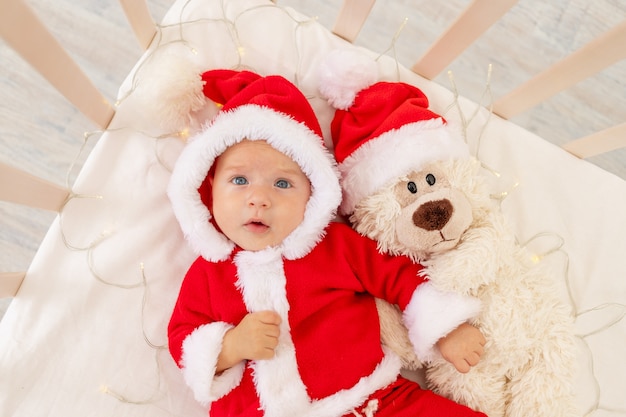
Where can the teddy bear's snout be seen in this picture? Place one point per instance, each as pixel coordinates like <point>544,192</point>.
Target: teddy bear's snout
<point>433,215</point>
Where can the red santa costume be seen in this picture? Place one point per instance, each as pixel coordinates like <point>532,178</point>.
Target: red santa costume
<point>322,280</point>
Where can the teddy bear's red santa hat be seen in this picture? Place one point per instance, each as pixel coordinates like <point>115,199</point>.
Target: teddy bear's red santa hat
<point>381,130</point>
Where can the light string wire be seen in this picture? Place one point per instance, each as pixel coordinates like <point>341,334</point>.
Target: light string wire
<point>231,24</point>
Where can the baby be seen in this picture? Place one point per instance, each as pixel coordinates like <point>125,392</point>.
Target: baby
<point>277,315</point>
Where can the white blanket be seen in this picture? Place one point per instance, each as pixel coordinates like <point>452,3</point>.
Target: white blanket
<point>86,334</point>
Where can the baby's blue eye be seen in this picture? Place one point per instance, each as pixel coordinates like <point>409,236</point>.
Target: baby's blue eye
<point>239,181</point>
<point>283,184</point>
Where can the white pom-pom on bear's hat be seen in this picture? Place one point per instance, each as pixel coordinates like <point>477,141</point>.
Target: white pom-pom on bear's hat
<point>385,132</point>
<point>343,73</point>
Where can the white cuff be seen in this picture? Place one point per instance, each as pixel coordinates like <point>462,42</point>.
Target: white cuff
<point>199,362</point>
<point>431,314</point>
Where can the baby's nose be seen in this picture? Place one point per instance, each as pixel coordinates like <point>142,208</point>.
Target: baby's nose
<point>259,198</point>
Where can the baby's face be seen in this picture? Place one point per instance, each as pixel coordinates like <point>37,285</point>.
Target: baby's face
<point>259,195</point>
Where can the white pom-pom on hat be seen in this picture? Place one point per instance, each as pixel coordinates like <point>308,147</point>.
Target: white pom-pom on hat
<point>343,73</point>
<point>171,88</point>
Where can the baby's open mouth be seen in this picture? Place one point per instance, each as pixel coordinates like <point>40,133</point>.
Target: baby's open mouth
<point>256,226</point>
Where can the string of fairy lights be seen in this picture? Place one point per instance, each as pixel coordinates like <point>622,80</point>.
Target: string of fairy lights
<point>230,25</point>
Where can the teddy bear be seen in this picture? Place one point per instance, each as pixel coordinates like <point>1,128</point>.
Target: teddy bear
<point>410,184</point>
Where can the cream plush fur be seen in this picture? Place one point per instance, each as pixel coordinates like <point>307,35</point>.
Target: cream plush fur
<point>528,365</point>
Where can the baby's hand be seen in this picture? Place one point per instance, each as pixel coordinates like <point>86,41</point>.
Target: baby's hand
<point>462,347</point>
<point>254,338</point>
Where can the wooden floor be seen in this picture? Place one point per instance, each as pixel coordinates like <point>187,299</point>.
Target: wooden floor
<point>42,134</point>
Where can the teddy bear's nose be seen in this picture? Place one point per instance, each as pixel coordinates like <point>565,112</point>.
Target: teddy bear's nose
<point>433,215</point>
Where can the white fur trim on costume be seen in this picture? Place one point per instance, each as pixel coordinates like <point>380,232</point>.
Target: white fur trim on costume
<point>431,314</point>
<point>395,153</point>
<point>282,393</point>
<point>199,361</point>
<point>343,73</point>
<point>287,135</point>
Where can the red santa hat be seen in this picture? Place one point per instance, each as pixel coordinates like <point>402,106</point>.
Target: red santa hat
<point>254,108</point>
<point>384,131</point>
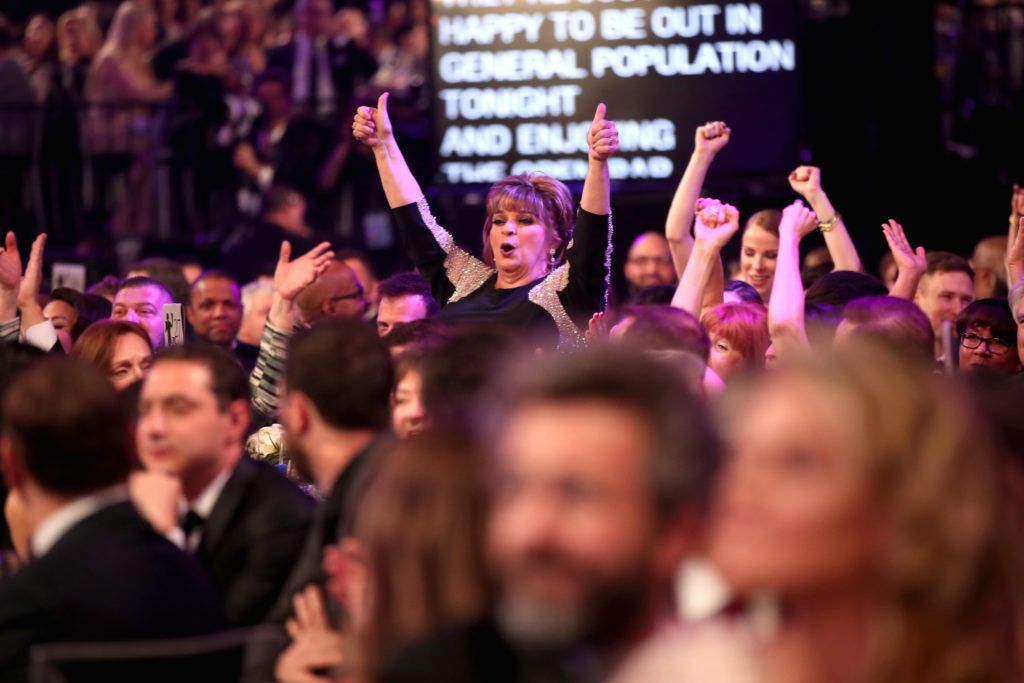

- [Task brief]:
Count how many lines of the records above contain the string "open", with uppercase and lowercase letters treated as distinct. Reply with the number alone.

- [Final answer]:
2